§ Job item
Rewrite the lines from the one containing "92L601 109L653 96L651" through the last line, changing "rough mask" to "coarse mask" and leaving everything else as it is. Give only those lines.

§ Source material
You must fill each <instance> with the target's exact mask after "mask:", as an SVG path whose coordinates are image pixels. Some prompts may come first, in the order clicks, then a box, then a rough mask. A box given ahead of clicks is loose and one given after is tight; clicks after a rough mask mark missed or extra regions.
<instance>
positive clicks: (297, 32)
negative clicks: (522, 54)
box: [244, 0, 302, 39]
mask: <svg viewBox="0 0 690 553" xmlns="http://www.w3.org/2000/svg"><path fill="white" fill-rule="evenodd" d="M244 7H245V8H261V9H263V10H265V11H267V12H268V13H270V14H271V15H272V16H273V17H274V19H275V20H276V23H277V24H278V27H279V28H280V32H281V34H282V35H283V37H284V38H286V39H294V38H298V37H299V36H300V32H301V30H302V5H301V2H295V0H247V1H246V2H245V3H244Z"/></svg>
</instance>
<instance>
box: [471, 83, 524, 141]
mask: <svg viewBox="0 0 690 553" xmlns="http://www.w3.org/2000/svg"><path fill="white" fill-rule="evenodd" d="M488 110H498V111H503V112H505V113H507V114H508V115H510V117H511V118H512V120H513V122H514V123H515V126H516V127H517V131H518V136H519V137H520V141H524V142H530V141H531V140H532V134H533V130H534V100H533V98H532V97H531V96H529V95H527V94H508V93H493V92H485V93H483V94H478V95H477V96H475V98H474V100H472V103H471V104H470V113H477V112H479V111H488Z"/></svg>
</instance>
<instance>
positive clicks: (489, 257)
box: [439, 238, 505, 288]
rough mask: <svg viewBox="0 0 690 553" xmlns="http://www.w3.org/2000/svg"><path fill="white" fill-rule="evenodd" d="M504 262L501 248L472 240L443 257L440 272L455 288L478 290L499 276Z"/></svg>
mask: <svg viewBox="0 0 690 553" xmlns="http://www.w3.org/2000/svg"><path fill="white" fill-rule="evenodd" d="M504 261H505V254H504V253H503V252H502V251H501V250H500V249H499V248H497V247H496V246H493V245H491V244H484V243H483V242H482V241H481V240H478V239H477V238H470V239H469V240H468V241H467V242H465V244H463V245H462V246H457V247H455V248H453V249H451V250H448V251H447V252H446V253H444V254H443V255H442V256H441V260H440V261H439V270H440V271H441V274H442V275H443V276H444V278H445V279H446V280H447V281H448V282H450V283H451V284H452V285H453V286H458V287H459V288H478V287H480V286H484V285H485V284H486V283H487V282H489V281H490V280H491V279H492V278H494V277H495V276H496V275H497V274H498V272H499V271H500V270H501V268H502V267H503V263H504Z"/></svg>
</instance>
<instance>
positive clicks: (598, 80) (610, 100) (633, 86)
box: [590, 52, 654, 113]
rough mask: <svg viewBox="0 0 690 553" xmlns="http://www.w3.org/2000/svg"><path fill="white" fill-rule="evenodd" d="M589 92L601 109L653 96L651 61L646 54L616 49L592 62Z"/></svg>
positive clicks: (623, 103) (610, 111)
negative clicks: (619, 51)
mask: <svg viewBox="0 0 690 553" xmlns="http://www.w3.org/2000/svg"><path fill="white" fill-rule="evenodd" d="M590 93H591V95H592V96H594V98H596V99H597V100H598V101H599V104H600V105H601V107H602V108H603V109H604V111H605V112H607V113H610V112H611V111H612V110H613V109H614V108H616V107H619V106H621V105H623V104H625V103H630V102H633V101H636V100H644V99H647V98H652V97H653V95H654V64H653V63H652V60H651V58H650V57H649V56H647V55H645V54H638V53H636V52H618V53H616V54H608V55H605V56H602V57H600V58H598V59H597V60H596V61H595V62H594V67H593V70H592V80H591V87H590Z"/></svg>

§ Written answer
coarse mask: <svg viewBox="0 0 690 553" xmlns="http://www.w3.org/2000/svg"><path fill="white" fill-rule="evenodd" d="M589 92L601 109L653 96L651 61L646 54L616 49L592 62Z"/></svg>
positive clicks: (623, 103) (610, 111)
negative clicks: (619, 51)
mask: <svg viewBox="0 0 690 553" xmlns="http://www.w3.org/2000/svg"><path fill="white" fill-rule="evenodd" d="M590 93H591V95H592V96H594V98H596V99H597V100H598V101H599V104H600V105H601V107H602V108H603V109H604V111H605V112H607V113H610V112H611V111H612V110H613V109H614V108H616V107H619V106H621V105H623V104H625V103H630V102H633V101H636V100H644V99H647V98H652V97H653V95H654V64H653V63H652V60H651V58H650V57H649V56H647V55H645V54H638V53H636V52H618V53H616V54H608V55H605V56H602V57H600V58H598V59H597V60H596V61H595V62H594V67H593V70H592V80H591V87H590Z"/></svg>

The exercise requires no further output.